ESTATUTO DO DESARMAMENTO: Seus Equívocos e a Abolitio Criminis

O denominado Estatuto do Desarmamento (Lei n.º 10.826/2003), que entrou em vigor em 23.12.2003, com todo respeito às opiniões em contrário, tenho que se trata de desfavor à sociedade em geral, criando às pessoas de bem maior transtorno do que benefício, presenteando os infratores desta modalidade de delitos praticados na vigência da Lei n. 9.437/97, haja vista que dito Estatuto conferiu abolitio criminis as condutas infracionais previstas nesta lei, e ainda, o endurecimento da nova lei não oferece possibilidade de diminuição da quantidade de crimes praticados com violência contra a pessoa.

Temos que somente as pessoas de bem, que sempre procuram enquadrarem-se nos regramentos legais é que cumprirão as determinações do citado Estatuto. As demais, não se enquadrarão neste novo regramento.

Tal afirmativa pode receber a resposta contrária no sentido de que aqueles que infringirem a norma ficarão sujeitos às suas penalidades, o que em termos teóricos é verdade, mas na prática, isso não ocorrerá, e nem dita ameaça de sanção implicará em desestimulo ao porte de arma de fogo.

● Registros de dados

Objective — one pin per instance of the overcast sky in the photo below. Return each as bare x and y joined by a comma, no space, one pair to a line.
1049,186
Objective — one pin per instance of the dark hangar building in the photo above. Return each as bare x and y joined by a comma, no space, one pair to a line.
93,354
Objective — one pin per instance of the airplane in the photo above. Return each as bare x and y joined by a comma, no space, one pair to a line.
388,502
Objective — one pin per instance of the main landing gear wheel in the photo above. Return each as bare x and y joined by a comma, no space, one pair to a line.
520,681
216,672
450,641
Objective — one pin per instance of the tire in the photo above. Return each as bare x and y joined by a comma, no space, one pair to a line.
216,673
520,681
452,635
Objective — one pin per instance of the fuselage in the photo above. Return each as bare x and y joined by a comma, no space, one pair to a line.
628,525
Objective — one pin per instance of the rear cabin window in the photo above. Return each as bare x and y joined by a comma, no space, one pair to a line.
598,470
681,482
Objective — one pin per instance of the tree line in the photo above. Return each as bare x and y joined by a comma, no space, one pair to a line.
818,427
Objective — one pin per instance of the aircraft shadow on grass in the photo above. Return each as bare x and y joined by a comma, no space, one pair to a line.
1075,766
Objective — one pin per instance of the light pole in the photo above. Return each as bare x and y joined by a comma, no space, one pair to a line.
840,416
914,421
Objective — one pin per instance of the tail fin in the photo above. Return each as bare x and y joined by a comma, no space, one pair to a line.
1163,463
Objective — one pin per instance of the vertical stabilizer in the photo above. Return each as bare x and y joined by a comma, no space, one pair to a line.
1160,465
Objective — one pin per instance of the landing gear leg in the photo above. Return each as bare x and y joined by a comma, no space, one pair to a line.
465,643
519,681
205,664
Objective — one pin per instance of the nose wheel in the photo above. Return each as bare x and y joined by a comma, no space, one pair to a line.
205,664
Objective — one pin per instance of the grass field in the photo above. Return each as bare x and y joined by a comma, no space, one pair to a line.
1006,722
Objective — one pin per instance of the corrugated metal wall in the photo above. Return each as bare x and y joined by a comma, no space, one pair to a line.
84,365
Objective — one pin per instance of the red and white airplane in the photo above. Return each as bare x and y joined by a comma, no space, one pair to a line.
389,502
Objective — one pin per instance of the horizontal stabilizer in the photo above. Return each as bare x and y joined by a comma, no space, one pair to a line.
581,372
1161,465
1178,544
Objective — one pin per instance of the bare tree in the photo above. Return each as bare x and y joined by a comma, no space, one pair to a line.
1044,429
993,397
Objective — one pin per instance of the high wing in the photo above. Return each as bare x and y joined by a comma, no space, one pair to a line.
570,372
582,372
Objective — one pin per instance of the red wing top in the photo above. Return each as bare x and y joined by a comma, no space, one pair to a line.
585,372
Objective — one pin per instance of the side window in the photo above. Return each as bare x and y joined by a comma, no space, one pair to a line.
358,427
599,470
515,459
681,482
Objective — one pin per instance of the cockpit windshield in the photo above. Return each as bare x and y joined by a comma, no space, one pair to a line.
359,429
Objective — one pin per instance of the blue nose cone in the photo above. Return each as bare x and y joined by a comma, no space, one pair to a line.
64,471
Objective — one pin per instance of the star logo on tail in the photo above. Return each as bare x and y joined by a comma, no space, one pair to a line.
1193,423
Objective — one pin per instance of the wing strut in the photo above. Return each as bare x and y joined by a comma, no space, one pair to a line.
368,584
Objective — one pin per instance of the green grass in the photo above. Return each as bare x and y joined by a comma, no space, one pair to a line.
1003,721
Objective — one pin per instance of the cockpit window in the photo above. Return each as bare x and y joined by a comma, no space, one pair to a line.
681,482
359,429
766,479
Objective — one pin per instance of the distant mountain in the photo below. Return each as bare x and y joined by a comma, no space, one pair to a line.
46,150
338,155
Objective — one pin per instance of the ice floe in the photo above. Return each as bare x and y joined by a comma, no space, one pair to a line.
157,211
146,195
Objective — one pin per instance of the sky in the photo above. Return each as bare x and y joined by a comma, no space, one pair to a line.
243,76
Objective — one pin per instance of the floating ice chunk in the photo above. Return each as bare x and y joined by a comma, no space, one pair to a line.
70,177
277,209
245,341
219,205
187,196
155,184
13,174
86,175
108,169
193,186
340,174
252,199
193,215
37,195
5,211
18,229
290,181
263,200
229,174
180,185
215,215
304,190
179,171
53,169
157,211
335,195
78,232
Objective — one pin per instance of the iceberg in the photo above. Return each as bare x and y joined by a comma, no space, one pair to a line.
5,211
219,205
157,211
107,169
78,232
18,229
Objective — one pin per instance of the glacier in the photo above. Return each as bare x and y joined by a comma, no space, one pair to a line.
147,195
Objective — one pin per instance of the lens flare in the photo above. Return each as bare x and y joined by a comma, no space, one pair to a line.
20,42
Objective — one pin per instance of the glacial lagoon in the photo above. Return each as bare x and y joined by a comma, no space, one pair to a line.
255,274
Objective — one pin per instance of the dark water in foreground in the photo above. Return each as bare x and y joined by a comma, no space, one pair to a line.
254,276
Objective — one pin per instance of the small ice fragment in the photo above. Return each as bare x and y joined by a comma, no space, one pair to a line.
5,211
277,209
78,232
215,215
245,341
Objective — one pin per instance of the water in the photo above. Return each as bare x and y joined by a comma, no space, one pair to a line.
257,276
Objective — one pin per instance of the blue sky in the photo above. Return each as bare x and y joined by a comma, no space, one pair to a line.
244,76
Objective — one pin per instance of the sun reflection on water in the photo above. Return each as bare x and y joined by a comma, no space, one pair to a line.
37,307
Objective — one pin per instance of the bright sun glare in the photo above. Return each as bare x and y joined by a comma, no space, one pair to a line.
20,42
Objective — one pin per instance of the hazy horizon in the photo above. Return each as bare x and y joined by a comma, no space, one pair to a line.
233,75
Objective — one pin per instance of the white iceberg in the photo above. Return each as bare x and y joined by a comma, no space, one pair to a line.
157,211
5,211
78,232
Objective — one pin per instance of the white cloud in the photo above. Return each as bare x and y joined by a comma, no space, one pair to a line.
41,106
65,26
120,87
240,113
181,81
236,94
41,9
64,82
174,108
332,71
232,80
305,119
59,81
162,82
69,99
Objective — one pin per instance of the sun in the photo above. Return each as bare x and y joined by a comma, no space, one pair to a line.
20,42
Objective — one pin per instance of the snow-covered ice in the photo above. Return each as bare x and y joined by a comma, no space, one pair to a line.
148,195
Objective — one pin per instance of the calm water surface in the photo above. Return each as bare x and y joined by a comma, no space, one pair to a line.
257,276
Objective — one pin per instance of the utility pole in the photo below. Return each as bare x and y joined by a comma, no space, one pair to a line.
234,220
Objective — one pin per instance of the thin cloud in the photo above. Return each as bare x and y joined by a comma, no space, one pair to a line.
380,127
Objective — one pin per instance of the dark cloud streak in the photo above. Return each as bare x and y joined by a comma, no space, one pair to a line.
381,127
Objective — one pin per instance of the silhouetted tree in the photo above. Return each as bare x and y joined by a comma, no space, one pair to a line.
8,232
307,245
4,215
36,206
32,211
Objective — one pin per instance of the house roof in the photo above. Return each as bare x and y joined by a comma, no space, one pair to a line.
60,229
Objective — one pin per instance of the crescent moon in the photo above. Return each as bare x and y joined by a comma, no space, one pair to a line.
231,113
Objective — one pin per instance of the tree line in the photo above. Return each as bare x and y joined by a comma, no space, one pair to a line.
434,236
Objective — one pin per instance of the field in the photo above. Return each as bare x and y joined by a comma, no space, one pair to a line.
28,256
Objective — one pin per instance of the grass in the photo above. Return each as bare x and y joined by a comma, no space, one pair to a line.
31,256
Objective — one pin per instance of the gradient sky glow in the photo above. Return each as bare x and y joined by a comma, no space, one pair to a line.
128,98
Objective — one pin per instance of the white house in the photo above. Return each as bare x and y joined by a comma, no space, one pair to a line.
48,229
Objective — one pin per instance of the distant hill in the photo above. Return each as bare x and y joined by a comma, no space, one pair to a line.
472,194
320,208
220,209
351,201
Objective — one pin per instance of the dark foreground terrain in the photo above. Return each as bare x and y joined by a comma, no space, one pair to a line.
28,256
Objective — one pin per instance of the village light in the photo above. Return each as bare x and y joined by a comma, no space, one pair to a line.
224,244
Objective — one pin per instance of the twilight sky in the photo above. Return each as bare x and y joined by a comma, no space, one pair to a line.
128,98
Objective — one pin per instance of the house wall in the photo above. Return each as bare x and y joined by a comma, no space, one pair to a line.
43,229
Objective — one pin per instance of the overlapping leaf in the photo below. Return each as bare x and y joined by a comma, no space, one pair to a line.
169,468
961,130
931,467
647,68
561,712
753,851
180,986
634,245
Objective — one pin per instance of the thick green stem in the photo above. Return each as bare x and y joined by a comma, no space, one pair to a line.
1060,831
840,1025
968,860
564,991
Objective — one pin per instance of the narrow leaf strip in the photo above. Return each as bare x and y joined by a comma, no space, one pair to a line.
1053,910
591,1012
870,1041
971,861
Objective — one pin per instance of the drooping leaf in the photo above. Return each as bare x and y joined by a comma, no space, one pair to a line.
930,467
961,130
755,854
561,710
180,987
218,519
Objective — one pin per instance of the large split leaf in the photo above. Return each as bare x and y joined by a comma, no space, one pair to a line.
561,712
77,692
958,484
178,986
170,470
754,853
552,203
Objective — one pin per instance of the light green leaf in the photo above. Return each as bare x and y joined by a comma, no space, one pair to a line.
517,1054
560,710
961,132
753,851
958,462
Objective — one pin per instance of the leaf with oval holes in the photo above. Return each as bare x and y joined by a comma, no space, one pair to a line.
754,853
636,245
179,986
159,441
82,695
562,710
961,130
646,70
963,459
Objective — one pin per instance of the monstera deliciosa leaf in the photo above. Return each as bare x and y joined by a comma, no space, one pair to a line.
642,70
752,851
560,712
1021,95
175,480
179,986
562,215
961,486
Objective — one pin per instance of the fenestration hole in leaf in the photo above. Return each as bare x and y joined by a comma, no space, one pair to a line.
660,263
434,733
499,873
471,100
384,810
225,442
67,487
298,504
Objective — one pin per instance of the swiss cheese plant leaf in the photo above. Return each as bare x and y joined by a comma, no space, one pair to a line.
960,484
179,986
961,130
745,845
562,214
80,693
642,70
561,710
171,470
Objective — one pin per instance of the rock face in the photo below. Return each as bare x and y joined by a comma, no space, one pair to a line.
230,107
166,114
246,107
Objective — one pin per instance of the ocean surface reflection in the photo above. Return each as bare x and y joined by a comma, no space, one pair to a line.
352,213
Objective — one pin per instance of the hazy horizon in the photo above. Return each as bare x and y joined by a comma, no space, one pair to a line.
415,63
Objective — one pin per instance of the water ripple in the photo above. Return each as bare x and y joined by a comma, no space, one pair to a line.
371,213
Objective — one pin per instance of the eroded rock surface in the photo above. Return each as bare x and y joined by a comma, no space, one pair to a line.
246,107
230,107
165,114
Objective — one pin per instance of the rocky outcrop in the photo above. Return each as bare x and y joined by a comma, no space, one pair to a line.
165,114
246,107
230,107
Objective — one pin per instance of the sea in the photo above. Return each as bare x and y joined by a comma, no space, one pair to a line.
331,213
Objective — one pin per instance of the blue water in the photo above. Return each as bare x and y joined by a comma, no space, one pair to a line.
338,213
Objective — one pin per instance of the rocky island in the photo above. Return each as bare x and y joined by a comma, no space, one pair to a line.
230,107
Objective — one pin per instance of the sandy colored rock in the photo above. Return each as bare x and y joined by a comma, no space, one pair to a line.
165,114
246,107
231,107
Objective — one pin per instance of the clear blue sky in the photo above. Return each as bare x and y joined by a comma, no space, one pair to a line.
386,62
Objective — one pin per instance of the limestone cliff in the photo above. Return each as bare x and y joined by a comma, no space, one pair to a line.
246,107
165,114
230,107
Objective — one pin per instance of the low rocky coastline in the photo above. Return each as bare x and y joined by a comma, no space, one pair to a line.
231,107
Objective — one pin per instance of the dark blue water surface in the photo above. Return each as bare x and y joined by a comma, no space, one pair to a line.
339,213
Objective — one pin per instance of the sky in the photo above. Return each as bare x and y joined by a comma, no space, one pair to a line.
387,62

● Lista de exercícios
a. Você pode redigitar fielmente o trecho do texto sobre o Estatuto do Desarmamento que começa em "O denominado Estatuto" e termina em "contra a pessoa."?
b. Quais são todas as sequências escritas com algarismos que aparecem no texto sobre o Estatuto do Desarmamento?
Baseie-se exclusivamente no texto sobre o Estatuto do Desarmamento.

● Gabarito
a.
O denominado Estatuto do Desarmamento (Lei n.º 10.826/2003), que entrou em vigor em 23.12.2003, com todo respeito às opiniões em contrário, tenho que se trata de desfavor à sociedade em geral, criando às pessoas de bem maior transtorno do que benefício, presenteando os infratores desta modalidade de delitos praticados na vigência da Lei n. 9.437/97, haja vista que dito Estatuto conferiu abolitio criminis as condutas infracionais previstas nesta lei, e ainda, o endurecimento da nova lei não oferece possibilidade de diminuição da quantidade de crimes praticados com violência contra a pessoa.

b.
10.826/2003
23.12.2003
9.437/97